[Collection entries]
--- --- ---

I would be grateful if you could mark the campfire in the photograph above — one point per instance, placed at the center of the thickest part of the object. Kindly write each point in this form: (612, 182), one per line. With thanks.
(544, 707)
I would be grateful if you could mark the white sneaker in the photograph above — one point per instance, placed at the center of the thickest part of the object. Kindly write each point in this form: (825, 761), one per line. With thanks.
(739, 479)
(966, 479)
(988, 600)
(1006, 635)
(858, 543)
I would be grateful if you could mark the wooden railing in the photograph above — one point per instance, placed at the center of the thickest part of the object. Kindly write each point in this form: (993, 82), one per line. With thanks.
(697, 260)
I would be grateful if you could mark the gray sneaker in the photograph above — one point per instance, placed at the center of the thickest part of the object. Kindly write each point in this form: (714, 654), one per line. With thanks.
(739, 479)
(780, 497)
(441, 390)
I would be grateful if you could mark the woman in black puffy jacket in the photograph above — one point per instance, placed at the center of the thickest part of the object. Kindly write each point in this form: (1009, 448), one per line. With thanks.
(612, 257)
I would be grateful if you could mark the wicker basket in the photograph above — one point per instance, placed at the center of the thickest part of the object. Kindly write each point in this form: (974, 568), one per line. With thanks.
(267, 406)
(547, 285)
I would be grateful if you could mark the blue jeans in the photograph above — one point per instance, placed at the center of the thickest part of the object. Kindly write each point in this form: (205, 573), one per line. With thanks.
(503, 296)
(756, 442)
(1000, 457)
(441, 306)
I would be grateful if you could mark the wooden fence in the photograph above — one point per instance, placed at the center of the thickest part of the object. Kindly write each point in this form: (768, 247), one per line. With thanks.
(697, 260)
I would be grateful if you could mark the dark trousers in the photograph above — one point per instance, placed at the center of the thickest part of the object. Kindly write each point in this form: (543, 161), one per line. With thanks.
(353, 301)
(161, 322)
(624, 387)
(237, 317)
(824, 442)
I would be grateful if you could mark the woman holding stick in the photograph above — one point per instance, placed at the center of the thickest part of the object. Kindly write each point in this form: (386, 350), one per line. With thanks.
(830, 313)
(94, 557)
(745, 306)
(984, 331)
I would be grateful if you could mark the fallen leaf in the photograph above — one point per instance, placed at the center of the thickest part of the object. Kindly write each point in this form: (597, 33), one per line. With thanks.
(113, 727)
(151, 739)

--- --- ---

* **WORK INSTRUCTIONS**
Rewrite the listing as a two-column CSV with the headers text and answer: begin at the line that has "I would be grateful if you could mark the fallen" and stop at the end of the listing. Put each block of wording in text and the points that follow it in answer, with every field in quotation marks and line breaks turned into spaces.

* **ANSWER TO THIS EXERCISE**
text,answer
"I would be grateful if you could mark the fallen leaf in the photograph above — one point per instance, placed at the center of the thickest part of the object. Kindly write each point in this form: (597, 33), one per line. With thanks.","(113, 727) (151, 739)"